-- START Working data --

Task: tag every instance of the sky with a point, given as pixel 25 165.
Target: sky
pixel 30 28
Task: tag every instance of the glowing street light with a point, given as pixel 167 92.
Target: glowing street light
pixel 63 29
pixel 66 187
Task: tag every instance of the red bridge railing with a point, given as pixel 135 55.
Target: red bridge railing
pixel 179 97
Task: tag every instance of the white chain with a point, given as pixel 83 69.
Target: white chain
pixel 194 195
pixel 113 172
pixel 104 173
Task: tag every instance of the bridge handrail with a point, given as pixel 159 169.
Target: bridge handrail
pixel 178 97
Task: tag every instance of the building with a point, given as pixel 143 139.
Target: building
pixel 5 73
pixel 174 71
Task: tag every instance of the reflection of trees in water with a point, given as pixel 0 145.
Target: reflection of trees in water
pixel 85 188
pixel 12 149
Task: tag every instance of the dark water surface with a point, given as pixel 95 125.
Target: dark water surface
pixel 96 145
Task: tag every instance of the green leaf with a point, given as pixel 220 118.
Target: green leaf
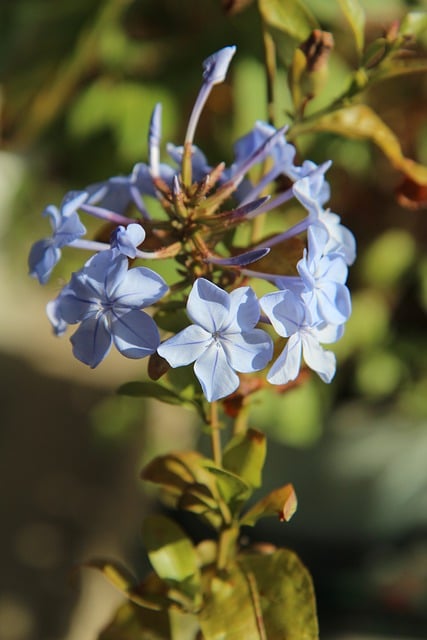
pixel 282 593
pixel 172 554
pixel 126 583
pixel 414 24
pixel 132 622
pixel 361 122
pixel 281 503
pixel 291 17
pixel 233 489
pixel 287 24
pixel 245 456
pixel 355 15
pixel 228 611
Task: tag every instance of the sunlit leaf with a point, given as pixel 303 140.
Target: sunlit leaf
pixel 245 456
pixel 361 122
pixel 150 595
pixel 228 611
pixel 282 592
pixel 287 25
pixel 291 17
pixel 132 622
pixel 231 7
pixel 281 503
pixel 172 554
pixel 234 490
pixel 355 15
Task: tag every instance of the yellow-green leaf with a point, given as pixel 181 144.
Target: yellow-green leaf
pixel 361 122
pixel 291 17
pixel 172 554
pixel 355 15
pixel 228 612
pixel 281 503
pixel 245 456
pixel 282 593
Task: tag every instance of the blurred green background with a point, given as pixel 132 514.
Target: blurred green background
pixel 78 82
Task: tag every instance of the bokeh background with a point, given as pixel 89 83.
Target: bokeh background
pixel 79 79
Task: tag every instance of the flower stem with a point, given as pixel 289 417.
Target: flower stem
pixel 215 435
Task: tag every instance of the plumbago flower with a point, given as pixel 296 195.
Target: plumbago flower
pixel 222 339
pixel 309 306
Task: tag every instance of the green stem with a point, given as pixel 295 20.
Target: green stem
pixel 215 435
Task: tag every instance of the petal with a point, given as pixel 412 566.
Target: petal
pixel 92 341
pixel 140 287
pixel 42 259
pixel 186 346
pixel 288 364
pixel 285 311
pixel 208 305
pixel 135 334
pixel 244 310
pixel 248 351
pixel 215 67
pixel 215 374
pixel 321 361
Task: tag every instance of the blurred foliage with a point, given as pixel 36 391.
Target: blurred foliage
pixel 79 80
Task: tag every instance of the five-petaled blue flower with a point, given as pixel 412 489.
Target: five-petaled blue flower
pixel 222 339
pixel 106 298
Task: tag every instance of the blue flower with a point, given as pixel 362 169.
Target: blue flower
pixel 222 339
pixel 290 319
pixel 107 298
pixel 127 239
pixel 66 228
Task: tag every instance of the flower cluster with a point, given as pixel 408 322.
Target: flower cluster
pixel 308 306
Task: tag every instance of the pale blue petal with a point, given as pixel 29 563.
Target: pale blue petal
pixel 186 346
pixel 215 67
pixel 285 311
pixel 248 351
pixel 208 305
pixel 139 287
pixel 217 378
pixel 92 341
pixel 42 259
pixel 321 361
pixel 288 364
pixel 244 310
pixel 135 334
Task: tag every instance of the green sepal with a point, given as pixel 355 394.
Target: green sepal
pixel 245 456
pixel 281 503
pixel 172 556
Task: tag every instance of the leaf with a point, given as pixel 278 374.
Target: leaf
pixel 287 24
pixel 233 489
pixel 172 554
pixel 355 15
pixel 281 503
pixel 231 7
pixel 132 622
pixel 414 24
pixel 153 597
pixel 245 456
pixel 361 122
pixel 291 17
pixel 228 611
pixel 282 592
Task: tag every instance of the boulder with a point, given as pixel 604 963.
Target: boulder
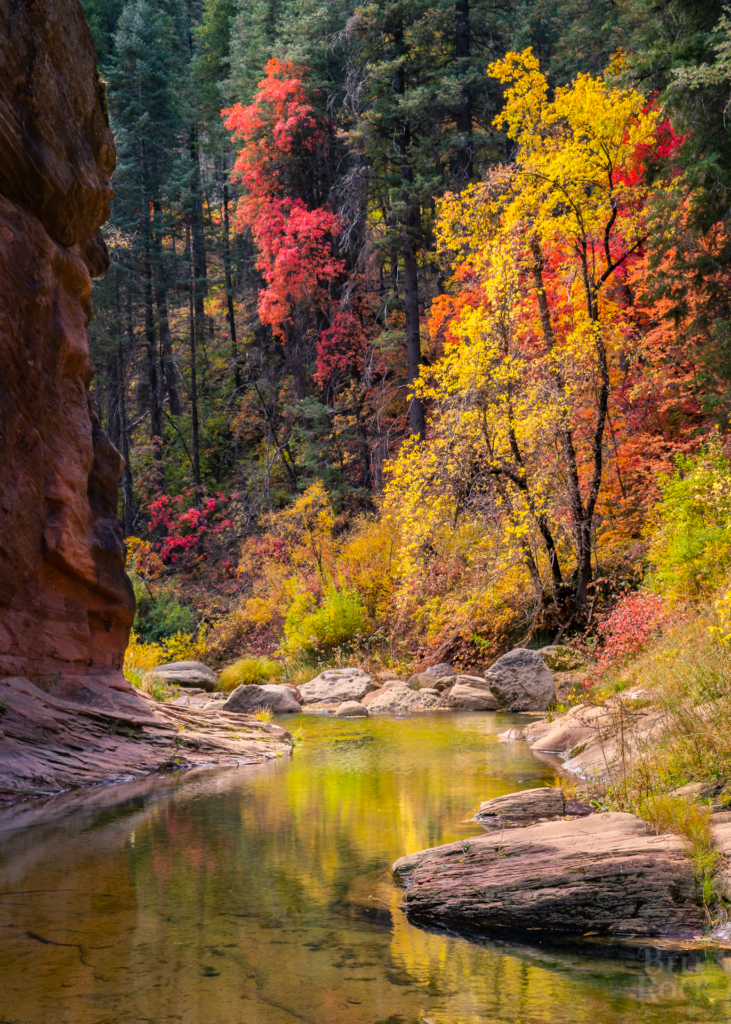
pixel 398 700
pixel 351 709
pixel 511 736
pixel 607 873
pixel 439 671
pixel 463 697
pixel 249 698
pixel 558 657
pixel 437 675
pixel 520 681
pixel 338 684
pixel 521 808
pixel 186 674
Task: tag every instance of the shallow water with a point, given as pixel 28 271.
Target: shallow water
pixel 263 896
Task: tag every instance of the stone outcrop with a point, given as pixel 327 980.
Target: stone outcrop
pixel 471 693
pixel 520 681
pixel 66 604
pixel 594 741
pixel 48 744
pixel 280 699
pixel 186 674
pixel 351 709
pixel 338 684
pixel 67 714
pixel 606 873
pixel 399 698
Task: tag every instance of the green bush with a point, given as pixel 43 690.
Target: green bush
pixel 248 671
pixel 339 622
pixel 691 549
pixel 160 615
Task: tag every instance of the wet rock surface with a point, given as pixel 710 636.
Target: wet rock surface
pixel 338 684
pixel 186 674
pixel 606 873
pixel 280 699
pixel 351 709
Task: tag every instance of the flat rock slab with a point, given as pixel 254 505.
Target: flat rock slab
pixel 471 693
pixel 338 684
pixel 605 873
pixel 86 731
pixel 194 674
pixel 400 700
pixel 523 807
pixel 520 681
pixel 249 698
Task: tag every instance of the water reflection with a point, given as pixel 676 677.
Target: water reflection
pixel 263 896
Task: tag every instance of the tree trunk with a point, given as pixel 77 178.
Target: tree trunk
pixel 194 328
pixel 229 284
pixel 127 510
pixel 167 365
pixel 463 163
pixel 154 378
pixel 410 227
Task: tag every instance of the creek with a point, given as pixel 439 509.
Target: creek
pixel 263 895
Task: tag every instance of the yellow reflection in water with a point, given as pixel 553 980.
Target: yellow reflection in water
pixel 264 897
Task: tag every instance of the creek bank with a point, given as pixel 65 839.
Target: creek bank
pixel 50 743
pixel 605 873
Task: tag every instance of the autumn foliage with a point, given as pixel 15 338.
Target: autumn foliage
pixel 280 133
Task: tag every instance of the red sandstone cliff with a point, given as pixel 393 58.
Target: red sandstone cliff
pixel 66 604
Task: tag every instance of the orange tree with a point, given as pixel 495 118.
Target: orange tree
pixel 539 331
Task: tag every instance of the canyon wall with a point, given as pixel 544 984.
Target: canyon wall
pixel 66 604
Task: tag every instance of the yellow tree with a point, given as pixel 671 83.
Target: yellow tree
pixel 538 327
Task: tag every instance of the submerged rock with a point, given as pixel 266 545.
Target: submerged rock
pixel 351 709
pixel 471 693
pixel 280 699
pixel 607 873
pixel 522 808
pixel 194 674
pixel 338 684
pixel 520 681
pixel 399 700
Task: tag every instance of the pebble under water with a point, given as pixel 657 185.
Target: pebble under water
pixel 263 895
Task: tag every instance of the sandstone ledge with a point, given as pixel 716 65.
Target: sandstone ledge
pixel 606 875
pixel 87 730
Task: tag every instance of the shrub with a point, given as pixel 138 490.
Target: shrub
pixel 162 615
pixel 248 671
pixel 691 549
pixel 339 622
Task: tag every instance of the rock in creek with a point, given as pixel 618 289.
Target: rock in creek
pixel 399 700
pixel 471 693
pixel 249 698
pixel 351 709
pixel 520 681
pixel 606 873
pixel 338 684
pixel 186 674
pixel 522 808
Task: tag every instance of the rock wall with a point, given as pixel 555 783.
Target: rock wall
pixel 66 604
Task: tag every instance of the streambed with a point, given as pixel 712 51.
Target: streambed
pixel 263 896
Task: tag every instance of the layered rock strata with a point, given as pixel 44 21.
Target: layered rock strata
pixel 606 873
pixel 67 714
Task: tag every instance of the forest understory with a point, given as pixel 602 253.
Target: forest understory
pixel 416 337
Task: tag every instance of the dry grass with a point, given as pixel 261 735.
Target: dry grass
pixel 249 671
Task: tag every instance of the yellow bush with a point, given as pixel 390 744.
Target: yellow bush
pixel 140 656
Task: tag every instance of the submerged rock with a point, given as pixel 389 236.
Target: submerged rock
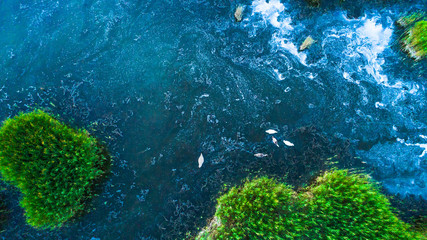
pixel 238 14
pixel 307 43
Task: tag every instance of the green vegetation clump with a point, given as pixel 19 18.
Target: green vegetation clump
pixel 414 41
pixel 339 205
pixel 54 166
pixel 406 21
pixel 3 213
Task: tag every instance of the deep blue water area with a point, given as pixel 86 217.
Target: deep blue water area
pixel 161 82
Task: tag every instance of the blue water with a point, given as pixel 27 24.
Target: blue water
pixel 161 82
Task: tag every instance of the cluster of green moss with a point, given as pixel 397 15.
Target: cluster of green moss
pixel 414 41
pixel 339 205
pixel 3 213
pixel 54 166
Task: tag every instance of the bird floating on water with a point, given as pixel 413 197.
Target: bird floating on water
pixel 275 141
pixel 271 131
pixel 287 143
pixel 260 155
pixel 201 160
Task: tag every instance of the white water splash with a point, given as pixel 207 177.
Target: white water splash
pixel 372 39
pixel 273 13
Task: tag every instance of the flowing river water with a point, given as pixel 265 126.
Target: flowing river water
pixel 161 82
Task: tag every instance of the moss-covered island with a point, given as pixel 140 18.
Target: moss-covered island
pixel 54 166
pixel 339 205
pixel 414 40
pixel 3 212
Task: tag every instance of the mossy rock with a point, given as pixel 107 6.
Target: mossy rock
pixel 3 212
pixel 54 166
pixel 414 40
pixel 339 205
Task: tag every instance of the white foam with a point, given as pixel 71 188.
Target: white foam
pixel 273 13
pixel 372 39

-- END Working data --

● **Aim**
Reproduce the entries starting at the line that contains "Task: tag every instance of the yellow-green" and ending at the line that contains "pixel 79 80", swapping every "Target" for "Object" and changing nothing else.

● **Output of the exercise**
Task: tag every instance of the yellow-green leaf with a point, given as pixel 181 144.
Object: yellow-green leaf
pixel 361 122
pixel 291 17
pixel 172 554
pixel 355 15
pixel 228 612
pixel 281 503
pixel 245 456
pixel 282 593
Task: tag every instance of the blurred green background with a point, given as pixel 132 514.
Object: blurred green background
pixel 78 82
Task: tag every instance of the bokeh background with a point, given as pixel 89 83.
Object: bokeh background
pixel 79 79
Task: tag every instance of the flower stem with a point, given as pixel 289 417.
Object: flower stem
pixel 215 435
Task: tag every instance of the plumbago flower with a point, given as pixel 296 195.
Object: plumbago flower
pixel 222 339
pixel 309 306
Task: tag every instance of the green stem with a point, given as pixel 295 20.
Object: green stem
pixel 215 435
Task: tag every instance of the petal with a point, given as pixel 412 566.
Object: petal
pixel 92 341
pixel 140 287
pixel 42 259
pixel 186 346
pixel 288 364
pixel 285 311
pixel 208 305
pixel 135 334
pixel 244 310
pixel 248 351
pixel 215 67
pixel 215 374
pixel 321 361
Task: tag every instance of the blurred foliage with a point, given as pixel 36 391.
Object: blurred foliage
pixel 79 80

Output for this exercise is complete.